• TASK REQUIREMENTS
With the images left out, print every entry that follows exactly.

==== RECORD EXCERPTS

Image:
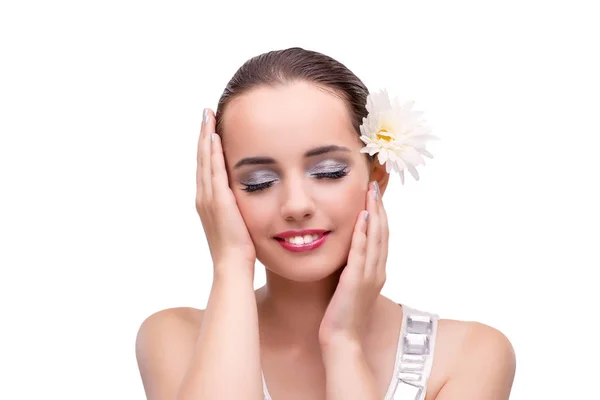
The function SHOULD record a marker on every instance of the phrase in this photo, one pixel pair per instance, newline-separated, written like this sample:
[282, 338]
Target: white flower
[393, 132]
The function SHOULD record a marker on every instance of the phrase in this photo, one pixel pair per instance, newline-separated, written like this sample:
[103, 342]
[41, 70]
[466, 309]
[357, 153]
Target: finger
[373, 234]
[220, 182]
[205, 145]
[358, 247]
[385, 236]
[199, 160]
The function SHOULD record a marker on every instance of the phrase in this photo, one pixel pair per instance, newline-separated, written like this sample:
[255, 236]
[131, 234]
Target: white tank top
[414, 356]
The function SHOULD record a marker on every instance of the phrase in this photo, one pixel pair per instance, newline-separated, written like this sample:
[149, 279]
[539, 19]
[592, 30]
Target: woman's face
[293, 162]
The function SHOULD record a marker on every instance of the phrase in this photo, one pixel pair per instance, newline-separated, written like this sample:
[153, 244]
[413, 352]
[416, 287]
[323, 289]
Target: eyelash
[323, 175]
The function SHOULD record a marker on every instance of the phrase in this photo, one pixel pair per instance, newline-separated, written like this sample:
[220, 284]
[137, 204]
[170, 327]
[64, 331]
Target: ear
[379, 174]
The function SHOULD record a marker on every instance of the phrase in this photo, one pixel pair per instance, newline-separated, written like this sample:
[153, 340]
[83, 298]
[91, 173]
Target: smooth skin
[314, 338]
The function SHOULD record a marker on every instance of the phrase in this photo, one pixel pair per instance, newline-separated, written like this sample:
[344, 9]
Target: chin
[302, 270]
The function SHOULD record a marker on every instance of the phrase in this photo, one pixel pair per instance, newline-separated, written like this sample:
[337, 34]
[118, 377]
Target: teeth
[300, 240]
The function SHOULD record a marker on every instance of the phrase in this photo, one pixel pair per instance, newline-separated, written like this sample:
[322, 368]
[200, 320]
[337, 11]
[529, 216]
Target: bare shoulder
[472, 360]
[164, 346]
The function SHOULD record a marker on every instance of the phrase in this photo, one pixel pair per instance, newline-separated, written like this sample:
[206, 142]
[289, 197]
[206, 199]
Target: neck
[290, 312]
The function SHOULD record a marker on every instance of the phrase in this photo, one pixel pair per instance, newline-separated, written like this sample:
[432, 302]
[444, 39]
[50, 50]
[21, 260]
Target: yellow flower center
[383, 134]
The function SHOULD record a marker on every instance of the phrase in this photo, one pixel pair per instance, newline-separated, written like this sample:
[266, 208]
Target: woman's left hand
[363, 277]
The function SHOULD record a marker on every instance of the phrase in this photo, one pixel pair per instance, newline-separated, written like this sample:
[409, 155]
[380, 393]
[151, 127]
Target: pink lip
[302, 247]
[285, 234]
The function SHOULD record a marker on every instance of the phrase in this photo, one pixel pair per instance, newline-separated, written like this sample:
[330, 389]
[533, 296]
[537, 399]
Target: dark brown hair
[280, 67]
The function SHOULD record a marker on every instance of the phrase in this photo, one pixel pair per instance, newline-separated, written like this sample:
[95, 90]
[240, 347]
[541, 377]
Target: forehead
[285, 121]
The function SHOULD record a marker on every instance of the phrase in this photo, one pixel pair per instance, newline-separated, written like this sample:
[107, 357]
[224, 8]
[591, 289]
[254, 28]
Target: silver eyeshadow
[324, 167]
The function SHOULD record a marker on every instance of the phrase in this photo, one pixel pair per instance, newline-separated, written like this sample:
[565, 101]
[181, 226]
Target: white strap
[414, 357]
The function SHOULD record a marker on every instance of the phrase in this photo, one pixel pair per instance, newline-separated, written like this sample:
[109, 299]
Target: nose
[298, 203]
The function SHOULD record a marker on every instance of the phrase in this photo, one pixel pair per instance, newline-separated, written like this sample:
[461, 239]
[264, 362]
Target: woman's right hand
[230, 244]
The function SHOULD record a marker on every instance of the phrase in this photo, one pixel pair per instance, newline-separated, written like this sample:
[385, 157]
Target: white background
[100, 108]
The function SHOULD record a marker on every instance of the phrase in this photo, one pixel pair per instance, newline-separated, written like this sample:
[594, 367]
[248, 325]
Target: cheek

========

• EXPECTED ANSWER
Image:
The function SHOULD record a marker on every instance of the phrase in this photo, one pixel pair per instance, newline-separated, written like this sample:
[282, 338]
Target: white flower
[393, 132]
The function SHOULD record a marker on every instance of the phrase in this photo, one pixel pair per instance, newline-separated, written like this sample:
[103, 342]
[41, 70]
[466, 309]
[357, 153]
Target: finger
[373, 234]
[220, 182]
[205, 145]
[358, 247]
[385, 236]
[199, 160]
The function SHOULD record a marker on every instance of the phrase in this photo, one pixel pair per instance, newline-separated, written like this sample:
[255, 236]
[131, 234]
Target: white tank top
[414, 356]
The function SHOULD record a marker on every instance of the phrase in this photo, one pixel pair per instance, newline-separated, written like this sample:
[149, 279]
[539, 19]
[592, 30]
Target: woman's face
[293, 162]
The function SHOULD record a marker on every instance of the phrase in this photo, one pixel pair per instance, newline-separated, written like this sample:
[153, 244]
[413, 352]
[416, 287]
[323, 289]
Target: eyelash
[323, 175]
The function SHOULD record a marker on every instance of the phrase in this photo, one pixel pair per instance, newline-separated, written like this sample:
[220, 284]
[137, 204]
[170, 327]
[64, 331]
Target: ear
[379, 174]
The function SHOULD record a marker on every instance of the phrase in this photo, one pixel pair per instance, newline-separated, written like this sample:
[153, 340]
[83, 298]
[91, 173]
Target: smooth skin
[314, 338]
The function SHOULD record a marker on every instance of the phrase in this photo, one pixel pair per instance, newline-separated, written like this sample:
[344, 9]
Target: chin
[302, 270]
The function SHOULD record a marker on every instance of the phrase in this photo, one pixel pair per instance, newline-separated, written like this sample:
[337, 34]
[118, 377]
Target: teeth
[300, 240]
The function SHOULD record a marker on every instance of the phrase in this photo, one pixel pair per instance, newline-separated, written like this sample:
[322, 368]
[200, 320]
[337, 11]
[529, 216]
Target: bare shoulder
[472, 360]
[164, 346]
The function SHOULD record a marker on every instance of the phrase in this photo, one pixel pair per instance, newline-separated, written like this sample:
[206, 142]
[289, 197]
[206, 199]
Target: neck
[290, 312]
The function SHOULD record a marker on every instance of the phrase in this photo, one pixel pair per instance, newline-separated, written like this sample:
[432, 302]
[444, 39]
[50, 50]
[21, 260]
Target: yellow flower center
[383, 134]
The function SHOULD record a marker on every instance of the phrase in this photo, one pixel pair per instance, newline-separated, written like this sample:
[266, 208]
Target: woman's left hand
[363, 277]
The function SHOULD record a marker on every instance of the phrase in this photo, one pixel pair per instance, newline-separated, written like this sample:
[409, 155]
[380, 393]
[151, 127]
Target: pink lip
[302, 247]
[285, 234]
The function SHOULD record a marker on every instance of the phrase in this photo, one pixel pair per instance, newline-separated, written like this sample:
[330, 389]
[533, 296]
[537, 399]
Target: dark brown hair
[280, 67]
The function SHOULD record a marker on every instance of the phrase in this photo, one pixel pair per instance, newline-separated, written like this sample:
[95, 90]
[240, 347]
[541, 377]
Target: forehead
[285, 121]
The function SHOULD record a marker on every instance of the phrase in this photo, one pixel pair per instance, newline-separated, written like this sample:
[107, 357]
[224, 8]
[591, 289]
[254, 28]
Target: silver eyeshadow
[324, 167]
The function SHOULD record a marker on every instance of the phrase in this photo, one pixel pair per instance, newline-separated, written like this sample:
[565, 101]
[181, 226]
Target: white strap
[414, 357]
The function SHOULD record a marker on every instance of the phrase in this photo, one pixel pair per instance, newline-separated, written like this sample:
[109, 299]
Target: nose
[298, 203]
The function SHOULD record a marker on every instance of the phrase in this photo, one pixel pair per instance, newline-separated, written like this sample:
[461, 239]
[264, 362]
Target: woman's right hand
[230, 244]
The function SHOULD record a marker on every instance of the phrase in this photo, one pixel pair per instance, newline-separated, written like this sample:
[385, 157]
Target: white background
[100, 108]
The function SHOULD record a marker on every instance of the phrase in this photo, one pixel pair per instance, newline-separated, written like this sample:
[594, 367]
[248, 325]
Target: cheek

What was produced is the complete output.